■ Extracted text
+++

LNG appears to people to be something new (which by the way is not really true as we LNG aficionados know) and you know how it goes. If its new, its automatically to be handled with special care. If the safety standards applied today to handling LNG would also be applied to gasoline or diesel or some other stuff we use to deal with, nobody could use it anymore without very special protection. You would probably have to wear something akin to space suits and you would be required to have special training with frequent updating. There would be very rigorous checks and controls at fuelling stations but nothing of that really happens because gasoline appears to have been around since the dawn of time.

Mr. President, American entrepreneurs do not need subsidies or other governmental help. All they need is some fair treatment and someone who likes them in DC. Likes the for what they are doing as LNG moves us a good deal closer to Emerald city. LNG as a fuel rings in the rise of a new energy age. It began during your term and this might, with hindsight, maybe be remembered as one of the most important achievements of your presidency.

LNG happens right here, right now. It will not only help America but also the rest of the planet. We all suffer from high energy prices and pollution. We have been told that in a future world, we would live in a pollution free environment as some yet poorly developed or even undeveloped new technology will save the day.

+++

■ Extracted records

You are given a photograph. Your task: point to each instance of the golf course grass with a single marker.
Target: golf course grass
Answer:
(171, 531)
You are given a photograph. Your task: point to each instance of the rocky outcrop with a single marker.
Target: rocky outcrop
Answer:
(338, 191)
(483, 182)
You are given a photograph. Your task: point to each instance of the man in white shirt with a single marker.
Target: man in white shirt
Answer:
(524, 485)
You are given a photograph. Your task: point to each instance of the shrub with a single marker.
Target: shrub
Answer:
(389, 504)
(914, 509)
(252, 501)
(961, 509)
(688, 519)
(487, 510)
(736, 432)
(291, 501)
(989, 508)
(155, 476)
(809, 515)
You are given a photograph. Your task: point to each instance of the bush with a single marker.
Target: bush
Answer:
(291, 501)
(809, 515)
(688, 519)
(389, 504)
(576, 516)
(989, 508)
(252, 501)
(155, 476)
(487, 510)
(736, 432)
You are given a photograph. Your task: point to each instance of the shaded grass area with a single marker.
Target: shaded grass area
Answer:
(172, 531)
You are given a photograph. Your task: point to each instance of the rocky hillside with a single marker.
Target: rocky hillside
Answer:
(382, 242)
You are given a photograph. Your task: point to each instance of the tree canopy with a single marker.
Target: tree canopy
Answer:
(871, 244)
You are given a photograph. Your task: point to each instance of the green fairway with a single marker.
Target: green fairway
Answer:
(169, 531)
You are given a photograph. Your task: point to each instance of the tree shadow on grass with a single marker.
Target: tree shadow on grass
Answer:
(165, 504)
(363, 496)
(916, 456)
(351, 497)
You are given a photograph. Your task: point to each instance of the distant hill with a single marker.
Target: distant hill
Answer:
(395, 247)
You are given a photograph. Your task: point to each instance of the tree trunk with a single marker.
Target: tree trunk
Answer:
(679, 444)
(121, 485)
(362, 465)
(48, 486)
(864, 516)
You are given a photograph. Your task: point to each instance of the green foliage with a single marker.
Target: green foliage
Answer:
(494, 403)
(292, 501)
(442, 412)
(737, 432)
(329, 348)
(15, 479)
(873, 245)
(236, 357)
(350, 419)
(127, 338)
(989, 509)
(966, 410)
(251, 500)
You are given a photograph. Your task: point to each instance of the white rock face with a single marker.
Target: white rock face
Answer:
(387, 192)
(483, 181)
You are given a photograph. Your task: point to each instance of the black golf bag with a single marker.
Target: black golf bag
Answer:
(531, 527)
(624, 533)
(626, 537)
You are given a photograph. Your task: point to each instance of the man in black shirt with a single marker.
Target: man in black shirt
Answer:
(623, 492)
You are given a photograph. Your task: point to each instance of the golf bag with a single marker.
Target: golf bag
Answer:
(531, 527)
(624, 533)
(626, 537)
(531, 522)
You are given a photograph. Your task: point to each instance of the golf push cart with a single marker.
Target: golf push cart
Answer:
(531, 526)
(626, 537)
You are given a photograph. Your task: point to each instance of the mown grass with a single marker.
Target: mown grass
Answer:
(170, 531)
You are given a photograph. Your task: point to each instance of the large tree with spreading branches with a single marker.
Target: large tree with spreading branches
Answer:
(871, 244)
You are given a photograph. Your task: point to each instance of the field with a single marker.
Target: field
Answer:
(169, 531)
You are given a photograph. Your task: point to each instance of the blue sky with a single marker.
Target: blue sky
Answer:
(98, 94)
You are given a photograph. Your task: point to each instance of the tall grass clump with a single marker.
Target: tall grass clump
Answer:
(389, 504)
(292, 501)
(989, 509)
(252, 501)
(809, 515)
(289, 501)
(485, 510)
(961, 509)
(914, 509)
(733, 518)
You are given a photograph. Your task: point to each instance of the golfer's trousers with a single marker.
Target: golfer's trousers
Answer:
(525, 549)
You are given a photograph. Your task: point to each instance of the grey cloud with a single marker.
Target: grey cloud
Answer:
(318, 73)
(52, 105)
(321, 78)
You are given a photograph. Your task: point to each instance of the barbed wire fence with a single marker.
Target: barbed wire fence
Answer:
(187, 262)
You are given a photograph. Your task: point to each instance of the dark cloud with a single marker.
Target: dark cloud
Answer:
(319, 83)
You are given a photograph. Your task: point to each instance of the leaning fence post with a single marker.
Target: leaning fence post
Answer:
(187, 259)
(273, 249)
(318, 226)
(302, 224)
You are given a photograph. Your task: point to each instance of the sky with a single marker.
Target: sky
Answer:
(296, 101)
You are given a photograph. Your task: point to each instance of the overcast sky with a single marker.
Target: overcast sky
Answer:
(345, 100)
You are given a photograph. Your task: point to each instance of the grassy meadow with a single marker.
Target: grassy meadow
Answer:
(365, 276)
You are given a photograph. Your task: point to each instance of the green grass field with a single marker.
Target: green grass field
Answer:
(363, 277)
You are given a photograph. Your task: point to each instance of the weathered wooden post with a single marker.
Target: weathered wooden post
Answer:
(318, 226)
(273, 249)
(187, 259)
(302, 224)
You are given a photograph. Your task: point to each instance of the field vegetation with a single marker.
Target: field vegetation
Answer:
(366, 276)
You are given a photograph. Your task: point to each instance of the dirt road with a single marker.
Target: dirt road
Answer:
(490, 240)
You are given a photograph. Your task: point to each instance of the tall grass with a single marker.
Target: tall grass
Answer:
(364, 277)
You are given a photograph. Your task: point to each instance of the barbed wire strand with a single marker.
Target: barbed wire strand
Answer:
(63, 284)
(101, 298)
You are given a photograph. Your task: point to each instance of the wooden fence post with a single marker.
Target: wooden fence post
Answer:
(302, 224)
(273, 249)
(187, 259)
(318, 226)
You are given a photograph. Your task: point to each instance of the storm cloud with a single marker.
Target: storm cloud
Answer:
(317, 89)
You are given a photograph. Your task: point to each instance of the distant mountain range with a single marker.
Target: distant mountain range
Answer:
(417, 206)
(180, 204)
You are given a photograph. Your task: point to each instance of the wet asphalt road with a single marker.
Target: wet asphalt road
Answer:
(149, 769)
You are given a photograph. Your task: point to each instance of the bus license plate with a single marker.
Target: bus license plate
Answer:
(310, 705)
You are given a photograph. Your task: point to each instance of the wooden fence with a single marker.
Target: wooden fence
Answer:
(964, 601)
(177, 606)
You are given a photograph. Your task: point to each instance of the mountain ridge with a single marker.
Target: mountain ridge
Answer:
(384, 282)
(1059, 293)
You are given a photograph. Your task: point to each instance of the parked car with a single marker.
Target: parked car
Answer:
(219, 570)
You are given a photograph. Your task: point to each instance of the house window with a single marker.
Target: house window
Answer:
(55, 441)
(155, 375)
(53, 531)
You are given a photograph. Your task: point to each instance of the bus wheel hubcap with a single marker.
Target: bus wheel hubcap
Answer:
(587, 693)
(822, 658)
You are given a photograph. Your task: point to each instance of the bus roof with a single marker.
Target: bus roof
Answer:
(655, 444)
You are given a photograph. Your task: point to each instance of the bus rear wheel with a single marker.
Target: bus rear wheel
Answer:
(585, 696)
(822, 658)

+++

■ Directions
Summarize the LNG text in two sentences.

■ Answer to the problem
The text argues that LNG is held to much stricter safety standards than gasoline or diesel only because people see it as new, while gasoline seems to have been around forever. Addressing the President, it says American entrepreneurs need fair treatment rather than subsidies, and that LNG, which is here right now, starts a new energy age that will help both America and the rest of the planet.